- [Written exercise]:
Count the lines in the entries below that contain the string "bleacher", treating uppercase and lowercase as different, and reply with only that number.

- [Input records]:
☆ ☆ ☆ ☆

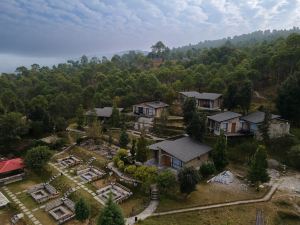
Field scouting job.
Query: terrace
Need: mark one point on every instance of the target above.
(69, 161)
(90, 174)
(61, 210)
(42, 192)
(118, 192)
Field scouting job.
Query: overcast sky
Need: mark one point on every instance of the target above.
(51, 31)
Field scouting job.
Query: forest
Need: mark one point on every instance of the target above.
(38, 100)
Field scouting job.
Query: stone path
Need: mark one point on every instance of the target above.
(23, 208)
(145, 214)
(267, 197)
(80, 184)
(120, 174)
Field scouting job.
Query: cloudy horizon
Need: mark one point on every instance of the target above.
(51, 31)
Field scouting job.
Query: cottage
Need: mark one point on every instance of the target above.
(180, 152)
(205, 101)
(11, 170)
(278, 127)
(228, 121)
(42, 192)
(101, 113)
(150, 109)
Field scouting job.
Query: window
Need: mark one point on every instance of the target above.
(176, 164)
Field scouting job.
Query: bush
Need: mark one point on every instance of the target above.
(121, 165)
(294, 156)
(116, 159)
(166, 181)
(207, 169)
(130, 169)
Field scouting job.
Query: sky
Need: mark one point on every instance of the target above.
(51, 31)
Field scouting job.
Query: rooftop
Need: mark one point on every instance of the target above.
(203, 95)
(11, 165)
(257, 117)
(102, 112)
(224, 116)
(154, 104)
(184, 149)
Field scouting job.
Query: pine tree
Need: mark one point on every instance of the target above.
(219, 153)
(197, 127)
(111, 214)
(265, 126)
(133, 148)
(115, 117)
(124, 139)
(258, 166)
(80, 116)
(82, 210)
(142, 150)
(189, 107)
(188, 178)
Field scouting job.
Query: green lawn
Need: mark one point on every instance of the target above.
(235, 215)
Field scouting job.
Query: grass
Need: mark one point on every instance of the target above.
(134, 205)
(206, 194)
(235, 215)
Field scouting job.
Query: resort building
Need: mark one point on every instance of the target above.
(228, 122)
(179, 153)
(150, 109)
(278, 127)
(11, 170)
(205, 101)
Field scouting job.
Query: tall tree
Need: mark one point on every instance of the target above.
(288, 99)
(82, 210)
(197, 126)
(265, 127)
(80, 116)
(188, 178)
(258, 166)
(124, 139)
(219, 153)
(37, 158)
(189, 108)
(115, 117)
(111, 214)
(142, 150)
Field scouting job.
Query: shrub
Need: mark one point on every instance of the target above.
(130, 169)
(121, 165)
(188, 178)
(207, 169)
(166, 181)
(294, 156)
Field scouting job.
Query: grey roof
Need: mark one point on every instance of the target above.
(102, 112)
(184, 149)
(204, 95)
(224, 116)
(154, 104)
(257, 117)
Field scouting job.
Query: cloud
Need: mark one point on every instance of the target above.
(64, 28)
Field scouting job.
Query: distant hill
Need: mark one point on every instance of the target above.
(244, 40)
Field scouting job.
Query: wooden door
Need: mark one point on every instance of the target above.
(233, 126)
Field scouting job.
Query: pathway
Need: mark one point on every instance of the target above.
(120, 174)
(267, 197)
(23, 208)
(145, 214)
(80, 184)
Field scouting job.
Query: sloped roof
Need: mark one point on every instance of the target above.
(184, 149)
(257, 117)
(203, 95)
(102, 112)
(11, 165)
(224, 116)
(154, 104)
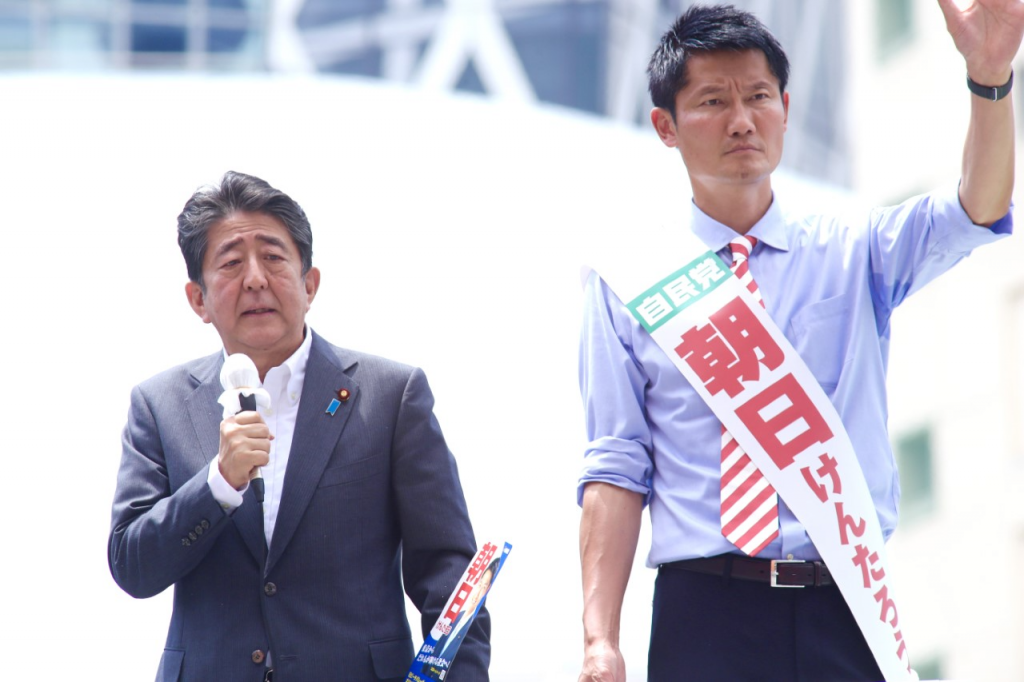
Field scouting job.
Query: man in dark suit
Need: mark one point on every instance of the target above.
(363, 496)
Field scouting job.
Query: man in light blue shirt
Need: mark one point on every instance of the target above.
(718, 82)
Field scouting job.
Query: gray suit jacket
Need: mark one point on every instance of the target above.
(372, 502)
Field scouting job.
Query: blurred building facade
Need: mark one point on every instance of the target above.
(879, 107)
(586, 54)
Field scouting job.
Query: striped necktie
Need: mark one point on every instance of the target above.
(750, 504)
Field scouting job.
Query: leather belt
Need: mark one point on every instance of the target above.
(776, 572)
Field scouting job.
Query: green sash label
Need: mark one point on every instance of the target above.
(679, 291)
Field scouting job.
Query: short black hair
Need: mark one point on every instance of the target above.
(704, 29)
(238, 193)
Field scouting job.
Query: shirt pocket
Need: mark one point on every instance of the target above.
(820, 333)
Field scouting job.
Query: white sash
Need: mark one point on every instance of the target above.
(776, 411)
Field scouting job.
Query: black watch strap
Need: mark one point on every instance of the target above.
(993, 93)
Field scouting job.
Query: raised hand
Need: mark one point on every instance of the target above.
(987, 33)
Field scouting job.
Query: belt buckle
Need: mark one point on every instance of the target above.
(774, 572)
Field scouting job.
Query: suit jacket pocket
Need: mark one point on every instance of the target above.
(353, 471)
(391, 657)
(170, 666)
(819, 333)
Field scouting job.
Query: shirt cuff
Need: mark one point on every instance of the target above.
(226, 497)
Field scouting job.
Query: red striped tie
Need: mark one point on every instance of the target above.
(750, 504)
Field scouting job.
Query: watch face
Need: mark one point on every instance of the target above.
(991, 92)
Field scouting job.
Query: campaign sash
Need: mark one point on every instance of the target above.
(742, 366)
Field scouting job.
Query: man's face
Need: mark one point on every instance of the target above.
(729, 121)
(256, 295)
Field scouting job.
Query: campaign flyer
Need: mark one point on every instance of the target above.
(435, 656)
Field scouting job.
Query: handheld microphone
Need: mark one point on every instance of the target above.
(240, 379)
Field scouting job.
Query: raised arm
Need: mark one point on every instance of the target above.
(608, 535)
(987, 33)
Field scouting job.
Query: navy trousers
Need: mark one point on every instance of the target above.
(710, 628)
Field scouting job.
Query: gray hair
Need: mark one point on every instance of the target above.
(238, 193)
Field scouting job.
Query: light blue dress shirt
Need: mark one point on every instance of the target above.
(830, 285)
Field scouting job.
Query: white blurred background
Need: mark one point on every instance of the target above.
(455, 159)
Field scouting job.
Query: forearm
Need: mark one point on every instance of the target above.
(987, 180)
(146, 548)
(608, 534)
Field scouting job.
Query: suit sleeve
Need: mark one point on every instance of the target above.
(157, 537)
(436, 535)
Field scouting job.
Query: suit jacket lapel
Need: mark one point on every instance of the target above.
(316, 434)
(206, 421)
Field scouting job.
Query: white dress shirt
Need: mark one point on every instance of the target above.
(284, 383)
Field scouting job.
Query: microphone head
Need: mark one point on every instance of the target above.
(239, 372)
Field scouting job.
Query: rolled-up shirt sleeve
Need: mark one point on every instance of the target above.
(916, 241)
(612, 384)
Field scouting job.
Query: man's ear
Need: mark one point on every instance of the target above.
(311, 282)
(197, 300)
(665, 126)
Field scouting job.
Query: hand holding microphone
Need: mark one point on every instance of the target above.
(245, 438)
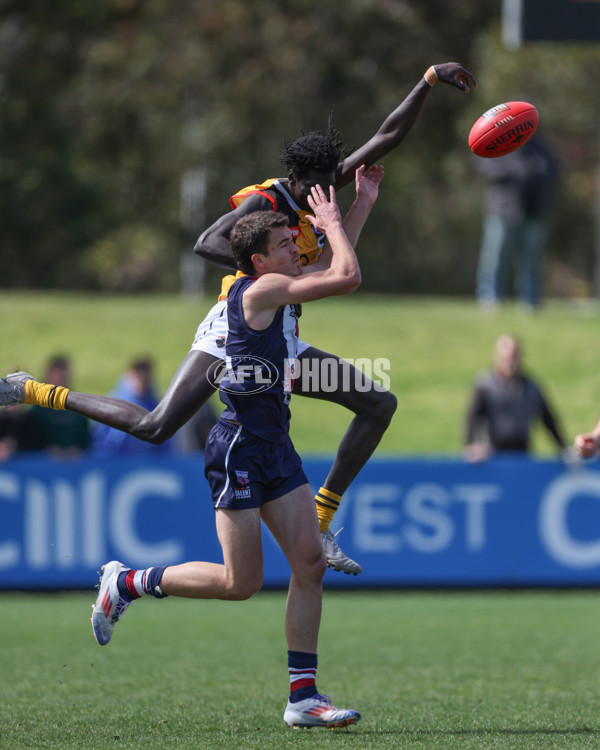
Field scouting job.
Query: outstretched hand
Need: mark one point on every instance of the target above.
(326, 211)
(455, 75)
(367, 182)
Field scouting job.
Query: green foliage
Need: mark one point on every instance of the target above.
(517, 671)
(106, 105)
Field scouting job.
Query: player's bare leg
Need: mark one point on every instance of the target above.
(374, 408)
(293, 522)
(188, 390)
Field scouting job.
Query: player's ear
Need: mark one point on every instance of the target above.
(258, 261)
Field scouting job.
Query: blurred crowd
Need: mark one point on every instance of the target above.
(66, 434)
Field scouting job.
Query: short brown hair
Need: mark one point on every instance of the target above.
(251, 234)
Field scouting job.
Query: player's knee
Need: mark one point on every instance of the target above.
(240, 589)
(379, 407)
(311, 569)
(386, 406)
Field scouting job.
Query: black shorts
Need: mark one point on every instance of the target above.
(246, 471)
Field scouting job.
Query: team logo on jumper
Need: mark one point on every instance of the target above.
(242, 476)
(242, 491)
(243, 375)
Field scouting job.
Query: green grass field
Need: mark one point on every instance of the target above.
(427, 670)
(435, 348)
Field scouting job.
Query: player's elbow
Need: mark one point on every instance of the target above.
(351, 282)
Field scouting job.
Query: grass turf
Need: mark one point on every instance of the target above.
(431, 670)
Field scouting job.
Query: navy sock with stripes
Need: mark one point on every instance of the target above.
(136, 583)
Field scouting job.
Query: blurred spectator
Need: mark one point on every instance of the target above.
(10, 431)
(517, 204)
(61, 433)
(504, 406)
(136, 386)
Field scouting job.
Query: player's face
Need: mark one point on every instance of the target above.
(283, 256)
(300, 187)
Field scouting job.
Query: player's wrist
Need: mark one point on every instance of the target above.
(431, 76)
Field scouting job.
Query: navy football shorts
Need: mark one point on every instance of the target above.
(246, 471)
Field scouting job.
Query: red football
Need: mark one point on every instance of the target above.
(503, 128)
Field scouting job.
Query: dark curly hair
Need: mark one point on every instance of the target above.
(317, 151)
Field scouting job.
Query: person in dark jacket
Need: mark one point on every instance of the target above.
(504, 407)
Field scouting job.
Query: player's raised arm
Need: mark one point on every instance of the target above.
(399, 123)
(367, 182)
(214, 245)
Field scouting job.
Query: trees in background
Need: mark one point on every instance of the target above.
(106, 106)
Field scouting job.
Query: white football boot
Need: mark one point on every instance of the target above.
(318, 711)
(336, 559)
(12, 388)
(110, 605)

☆ ☆ ☆ ☆

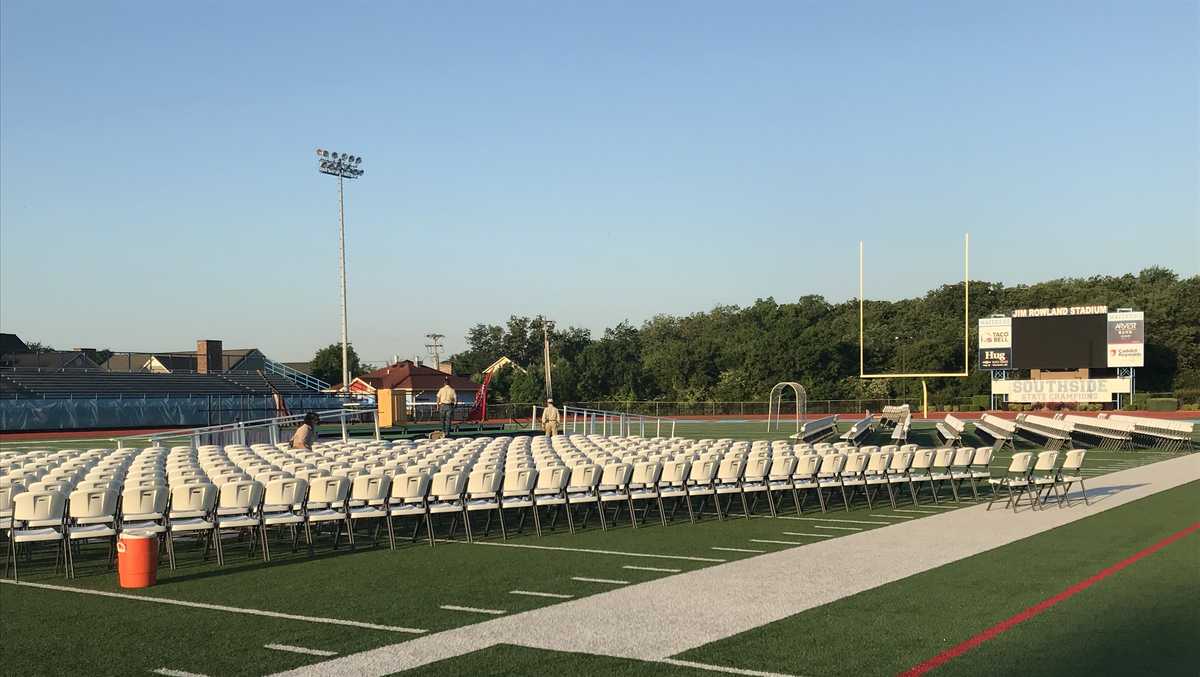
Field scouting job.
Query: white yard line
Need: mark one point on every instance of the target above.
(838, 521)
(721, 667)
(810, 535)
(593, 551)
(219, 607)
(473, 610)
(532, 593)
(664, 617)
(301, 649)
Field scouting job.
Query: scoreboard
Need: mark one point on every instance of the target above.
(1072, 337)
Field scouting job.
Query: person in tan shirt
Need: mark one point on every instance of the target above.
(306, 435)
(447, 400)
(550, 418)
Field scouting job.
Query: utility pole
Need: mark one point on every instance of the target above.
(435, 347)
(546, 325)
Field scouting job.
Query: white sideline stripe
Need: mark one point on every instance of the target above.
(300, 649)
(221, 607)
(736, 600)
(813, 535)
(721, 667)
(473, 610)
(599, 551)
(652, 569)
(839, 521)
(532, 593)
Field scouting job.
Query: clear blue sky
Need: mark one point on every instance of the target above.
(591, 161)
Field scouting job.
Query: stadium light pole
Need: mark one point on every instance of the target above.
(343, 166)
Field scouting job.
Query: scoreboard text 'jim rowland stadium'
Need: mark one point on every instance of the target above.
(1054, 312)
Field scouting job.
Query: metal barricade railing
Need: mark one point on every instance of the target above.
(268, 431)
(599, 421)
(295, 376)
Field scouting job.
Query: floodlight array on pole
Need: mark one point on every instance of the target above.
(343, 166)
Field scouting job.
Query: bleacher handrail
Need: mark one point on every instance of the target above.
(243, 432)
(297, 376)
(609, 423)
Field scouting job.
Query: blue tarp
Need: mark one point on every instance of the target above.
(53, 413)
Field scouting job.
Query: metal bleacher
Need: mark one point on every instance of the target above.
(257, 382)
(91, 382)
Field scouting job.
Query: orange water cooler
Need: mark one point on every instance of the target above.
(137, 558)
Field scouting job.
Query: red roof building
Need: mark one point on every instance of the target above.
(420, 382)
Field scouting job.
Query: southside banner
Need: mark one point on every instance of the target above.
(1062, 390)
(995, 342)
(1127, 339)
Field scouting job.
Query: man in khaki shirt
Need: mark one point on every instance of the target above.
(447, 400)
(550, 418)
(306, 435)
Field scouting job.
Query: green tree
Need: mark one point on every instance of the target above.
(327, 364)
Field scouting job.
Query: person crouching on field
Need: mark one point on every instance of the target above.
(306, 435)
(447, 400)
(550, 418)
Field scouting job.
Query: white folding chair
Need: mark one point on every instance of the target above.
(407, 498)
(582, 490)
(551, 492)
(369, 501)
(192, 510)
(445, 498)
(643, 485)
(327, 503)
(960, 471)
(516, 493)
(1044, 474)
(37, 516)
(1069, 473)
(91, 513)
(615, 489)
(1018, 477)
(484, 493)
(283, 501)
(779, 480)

☆ ☆ ☆ ☆

- [Exercise output]:
2